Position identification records
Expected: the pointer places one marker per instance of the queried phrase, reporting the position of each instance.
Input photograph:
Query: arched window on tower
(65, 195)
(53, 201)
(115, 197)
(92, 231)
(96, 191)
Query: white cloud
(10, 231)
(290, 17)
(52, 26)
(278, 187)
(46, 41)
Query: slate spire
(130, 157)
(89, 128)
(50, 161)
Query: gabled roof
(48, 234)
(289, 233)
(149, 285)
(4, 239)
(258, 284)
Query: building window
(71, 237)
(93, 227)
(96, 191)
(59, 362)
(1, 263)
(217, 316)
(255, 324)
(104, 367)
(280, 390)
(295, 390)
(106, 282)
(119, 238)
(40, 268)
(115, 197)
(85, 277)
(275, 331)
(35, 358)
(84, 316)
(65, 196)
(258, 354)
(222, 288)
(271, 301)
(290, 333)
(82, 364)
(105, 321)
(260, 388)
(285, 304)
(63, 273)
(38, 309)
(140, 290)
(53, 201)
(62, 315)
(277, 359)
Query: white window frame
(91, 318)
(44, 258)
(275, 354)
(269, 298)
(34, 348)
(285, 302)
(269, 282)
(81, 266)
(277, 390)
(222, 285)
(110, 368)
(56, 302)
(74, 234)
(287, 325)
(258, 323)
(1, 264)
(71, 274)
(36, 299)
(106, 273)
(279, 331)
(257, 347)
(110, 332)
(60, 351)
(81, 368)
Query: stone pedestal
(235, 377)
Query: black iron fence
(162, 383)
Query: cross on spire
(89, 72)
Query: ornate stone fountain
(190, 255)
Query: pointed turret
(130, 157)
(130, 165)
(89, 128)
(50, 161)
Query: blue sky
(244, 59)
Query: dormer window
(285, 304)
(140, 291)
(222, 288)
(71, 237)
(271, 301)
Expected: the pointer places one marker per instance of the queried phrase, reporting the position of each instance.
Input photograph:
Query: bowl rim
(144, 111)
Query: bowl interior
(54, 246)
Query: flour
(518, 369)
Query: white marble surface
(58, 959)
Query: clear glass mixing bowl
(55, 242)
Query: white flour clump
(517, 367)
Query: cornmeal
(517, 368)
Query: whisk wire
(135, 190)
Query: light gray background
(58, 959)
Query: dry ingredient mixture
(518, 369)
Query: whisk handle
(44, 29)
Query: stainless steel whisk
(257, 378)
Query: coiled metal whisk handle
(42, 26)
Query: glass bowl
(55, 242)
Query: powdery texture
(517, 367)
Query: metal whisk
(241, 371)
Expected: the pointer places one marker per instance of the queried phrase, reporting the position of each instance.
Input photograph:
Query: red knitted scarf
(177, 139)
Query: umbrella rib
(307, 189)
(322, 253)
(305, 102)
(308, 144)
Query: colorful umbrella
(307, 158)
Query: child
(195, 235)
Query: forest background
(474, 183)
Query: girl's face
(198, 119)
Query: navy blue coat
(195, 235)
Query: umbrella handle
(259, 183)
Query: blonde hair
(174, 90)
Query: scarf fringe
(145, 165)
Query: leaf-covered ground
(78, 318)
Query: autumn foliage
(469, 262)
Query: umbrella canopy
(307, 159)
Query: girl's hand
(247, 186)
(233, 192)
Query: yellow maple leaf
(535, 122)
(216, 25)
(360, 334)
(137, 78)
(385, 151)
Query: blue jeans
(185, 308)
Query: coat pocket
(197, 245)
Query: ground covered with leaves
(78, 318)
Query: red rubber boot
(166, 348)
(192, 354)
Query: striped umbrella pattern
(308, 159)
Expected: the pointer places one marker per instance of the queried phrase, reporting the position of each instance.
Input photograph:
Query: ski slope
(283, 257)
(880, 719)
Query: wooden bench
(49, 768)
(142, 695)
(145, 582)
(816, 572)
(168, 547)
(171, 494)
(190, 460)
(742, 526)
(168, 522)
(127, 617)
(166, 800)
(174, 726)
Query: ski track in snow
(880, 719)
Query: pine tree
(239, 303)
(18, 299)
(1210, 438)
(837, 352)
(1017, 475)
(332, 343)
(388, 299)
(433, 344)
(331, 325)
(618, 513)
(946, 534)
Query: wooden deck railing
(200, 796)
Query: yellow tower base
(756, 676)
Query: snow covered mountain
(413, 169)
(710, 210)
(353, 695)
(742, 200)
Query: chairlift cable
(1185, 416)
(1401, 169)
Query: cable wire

> Problem requirements
Reproduce every line in the stretch from the line containing "Query: striped umbrella pattern" through the end of the entries. Multiply each coordinate in the answers by 2.45, round to whole numbers with halves going up, and leave all other text unchanged.

> Response for this exercise
Query: striped umbrella pattern
(755, 390)
Expected: the pointer places one marker per instance of the queried phrase, reporting the position of each instance.
Input photograph:
Query: ski slope
(693, 630)
(2156, 1762)
Query: wooden bench
(120, 1882)
(348, 1703)
(355, 1426)
(1999, 1401)
(412, 1340)
(419, 1210)
(466, 1127)
(1818, 1289)
(412, 1279)
(311, 1512)
(407, 1960)
(426, 1779)
Query: ski track in snow
(2156, 1762)
Query: pine tree
(586, 742)
(44, 733)
(2965, 1073)
(2051, 862)
(2492, 1164)
(813, 840)
(951, 733)
(1061, 843)
(811, 796)
(1514, 1257)
(2318, 1308)
Query: wooden deck railing
(490, 1950)
Query: yellow tower base
(1852, 1656)
Query: snow covered mountain
(1012, 414)
(1740, 515)
(865, 1703)
(1818, 490)
Query: chairlift cable
(2903, 1019)
(3432, 414)
Query: cable wire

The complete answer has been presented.